[Stored dataset items]
· · · · · · ·

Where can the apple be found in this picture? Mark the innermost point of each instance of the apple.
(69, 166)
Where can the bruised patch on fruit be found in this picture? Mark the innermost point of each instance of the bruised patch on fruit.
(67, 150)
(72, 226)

· · · · · · ·

**WORK TO COMPLETE:** Output exactly the lines between the one containing "Where can the bruised" and the final line above, both inclusive.

**SOLUTION BELOW:**
Where can the bruised patch on fruit be found in this picture? Mark the innermost point of each instance of the bruised patch on fruit.
(67, 150)
(72, 226)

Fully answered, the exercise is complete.